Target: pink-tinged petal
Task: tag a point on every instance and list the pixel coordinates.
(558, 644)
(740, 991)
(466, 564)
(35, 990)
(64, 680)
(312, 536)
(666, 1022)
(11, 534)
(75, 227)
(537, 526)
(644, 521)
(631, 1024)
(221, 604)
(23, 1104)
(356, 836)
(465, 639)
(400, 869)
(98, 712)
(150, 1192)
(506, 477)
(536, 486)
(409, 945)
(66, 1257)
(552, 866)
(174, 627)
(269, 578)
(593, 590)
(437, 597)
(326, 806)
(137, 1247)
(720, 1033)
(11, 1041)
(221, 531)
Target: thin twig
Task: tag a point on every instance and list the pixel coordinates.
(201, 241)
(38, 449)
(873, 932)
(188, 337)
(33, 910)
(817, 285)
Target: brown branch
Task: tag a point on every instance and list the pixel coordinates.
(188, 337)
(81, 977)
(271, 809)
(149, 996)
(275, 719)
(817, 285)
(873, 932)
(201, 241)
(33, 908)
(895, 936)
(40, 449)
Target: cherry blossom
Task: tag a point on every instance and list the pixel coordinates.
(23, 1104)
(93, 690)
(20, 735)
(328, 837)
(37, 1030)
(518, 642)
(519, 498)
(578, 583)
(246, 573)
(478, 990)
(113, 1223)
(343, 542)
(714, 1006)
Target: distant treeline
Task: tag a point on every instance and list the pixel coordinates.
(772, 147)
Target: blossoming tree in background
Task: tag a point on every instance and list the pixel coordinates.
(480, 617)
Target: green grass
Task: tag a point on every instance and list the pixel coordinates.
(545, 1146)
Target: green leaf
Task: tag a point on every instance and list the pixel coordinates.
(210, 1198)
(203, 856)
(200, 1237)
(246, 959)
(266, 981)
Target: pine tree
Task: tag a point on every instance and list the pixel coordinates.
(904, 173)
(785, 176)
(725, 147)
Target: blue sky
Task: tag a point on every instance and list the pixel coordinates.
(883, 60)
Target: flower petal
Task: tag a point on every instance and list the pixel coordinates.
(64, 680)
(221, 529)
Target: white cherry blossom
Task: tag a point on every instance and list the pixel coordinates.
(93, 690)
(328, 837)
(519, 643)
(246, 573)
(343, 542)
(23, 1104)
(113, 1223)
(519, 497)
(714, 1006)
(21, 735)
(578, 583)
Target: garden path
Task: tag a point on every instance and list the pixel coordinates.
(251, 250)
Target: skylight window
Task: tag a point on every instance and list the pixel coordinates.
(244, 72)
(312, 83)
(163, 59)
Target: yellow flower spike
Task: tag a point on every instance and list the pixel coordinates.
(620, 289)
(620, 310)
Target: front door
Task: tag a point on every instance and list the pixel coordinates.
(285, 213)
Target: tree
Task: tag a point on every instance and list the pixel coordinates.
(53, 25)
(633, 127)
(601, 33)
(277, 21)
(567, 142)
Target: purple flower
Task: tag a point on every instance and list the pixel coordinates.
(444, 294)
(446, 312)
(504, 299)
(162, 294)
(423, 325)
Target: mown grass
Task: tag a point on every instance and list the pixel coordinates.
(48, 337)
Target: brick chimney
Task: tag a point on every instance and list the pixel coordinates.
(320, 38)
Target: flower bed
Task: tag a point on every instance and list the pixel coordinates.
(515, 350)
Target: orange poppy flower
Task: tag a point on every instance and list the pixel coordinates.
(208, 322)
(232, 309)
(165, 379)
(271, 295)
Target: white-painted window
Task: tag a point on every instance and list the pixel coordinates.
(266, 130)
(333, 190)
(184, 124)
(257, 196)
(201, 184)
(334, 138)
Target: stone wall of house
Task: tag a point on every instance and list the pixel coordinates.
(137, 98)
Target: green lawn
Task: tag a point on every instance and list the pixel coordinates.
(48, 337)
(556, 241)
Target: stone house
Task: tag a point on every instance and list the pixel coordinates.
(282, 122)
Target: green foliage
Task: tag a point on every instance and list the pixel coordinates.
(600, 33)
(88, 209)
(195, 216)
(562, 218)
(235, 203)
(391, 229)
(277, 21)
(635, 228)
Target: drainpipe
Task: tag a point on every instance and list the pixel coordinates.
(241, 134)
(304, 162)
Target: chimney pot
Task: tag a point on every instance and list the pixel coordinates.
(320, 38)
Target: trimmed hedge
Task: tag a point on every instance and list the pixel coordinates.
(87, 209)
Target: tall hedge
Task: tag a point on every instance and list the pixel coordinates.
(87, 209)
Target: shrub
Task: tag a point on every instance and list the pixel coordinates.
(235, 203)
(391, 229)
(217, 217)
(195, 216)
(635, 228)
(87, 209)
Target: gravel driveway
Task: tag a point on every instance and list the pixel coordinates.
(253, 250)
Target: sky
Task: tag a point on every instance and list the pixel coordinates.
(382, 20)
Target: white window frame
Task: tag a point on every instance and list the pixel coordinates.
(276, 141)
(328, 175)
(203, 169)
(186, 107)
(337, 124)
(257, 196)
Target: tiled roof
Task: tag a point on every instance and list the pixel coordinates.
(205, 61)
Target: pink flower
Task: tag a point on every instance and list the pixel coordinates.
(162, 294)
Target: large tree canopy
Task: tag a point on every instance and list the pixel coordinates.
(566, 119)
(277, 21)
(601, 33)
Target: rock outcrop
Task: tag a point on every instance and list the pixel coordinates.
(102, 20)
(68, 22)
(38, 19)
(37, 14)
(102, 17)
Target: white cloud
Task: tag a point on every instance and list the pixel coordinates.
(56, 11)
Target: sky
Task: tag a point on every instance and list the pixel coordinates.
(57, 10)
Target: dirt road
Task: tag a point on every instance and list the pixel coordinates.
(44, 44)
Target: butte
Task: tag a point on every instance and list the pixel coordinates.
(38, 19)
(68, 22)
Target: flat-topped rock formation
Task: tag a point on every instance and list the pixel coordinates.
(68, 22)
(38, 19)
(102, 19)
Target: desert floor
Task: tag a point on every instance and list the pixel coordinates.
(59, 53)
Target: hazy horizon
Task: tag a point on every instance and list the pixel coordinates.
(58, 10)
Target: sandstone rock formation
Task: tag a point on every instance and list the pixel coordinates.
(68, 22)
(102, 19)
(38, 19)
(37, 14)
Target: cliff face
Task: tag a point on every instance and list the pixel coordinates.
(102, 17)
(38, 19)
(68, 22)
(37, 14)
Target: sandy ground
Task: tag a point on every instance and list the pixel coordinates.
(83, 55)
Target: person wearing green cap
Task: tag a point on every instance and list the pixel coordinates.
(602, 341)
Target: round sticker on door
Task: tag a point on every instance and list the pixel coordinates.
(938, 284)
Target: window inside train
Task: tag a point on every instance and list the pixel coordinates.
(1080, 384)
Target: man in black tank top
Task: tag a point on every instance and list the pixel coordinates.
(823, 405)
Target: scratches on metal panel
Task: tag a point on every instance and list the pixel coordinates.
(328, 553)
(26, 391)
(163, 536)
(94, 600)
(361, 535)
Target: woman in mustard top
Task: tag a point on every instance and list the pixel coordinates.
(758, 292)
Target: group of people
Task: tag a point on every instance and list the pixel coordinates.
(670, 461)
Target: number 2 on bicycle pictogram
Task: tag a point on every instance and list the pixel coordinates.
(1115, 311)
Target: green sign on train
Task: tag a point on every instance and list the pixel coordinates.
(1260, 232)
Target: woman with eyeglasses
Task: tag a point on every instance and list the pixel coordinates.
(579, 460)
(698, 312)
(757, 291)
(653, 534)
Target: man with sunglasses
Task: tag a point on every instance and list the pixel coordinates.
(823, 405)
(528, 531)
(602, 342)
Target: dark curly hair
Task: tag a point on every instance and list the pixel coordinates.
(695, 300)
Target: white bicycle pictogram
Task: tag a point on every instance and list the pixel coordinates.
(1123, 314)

*GIVEN EXERCISE*
Reproduce the records above word for word, from the very first line up to and including the line with "(720, 1033)".

*RESULT FOR THIS TASK*
Target: pink-tinged petal
Task: tag a point on every instance and list the pixel coordinates.
(558, 644)
(740, 991)
(466, 564)
(35, 990)
(64, 680)
(312, 536)
(666, 1022)
(11, 534)
(75, 227)
(537, 526)
(644, 521)
(631, 1024)
(221, 604)
(23, 1104)
(356, 836)
(465, 639)
(400, 869)
(98, 712)
(150, 1192)
(506, 477)
(536, 486)
(409, 945)
(66, 1257)
(552, 866)
(174, 627)
(269, 578)
(593, 590)
(437, 597)
(326, 806)
(137, 1247)
(720, 1033)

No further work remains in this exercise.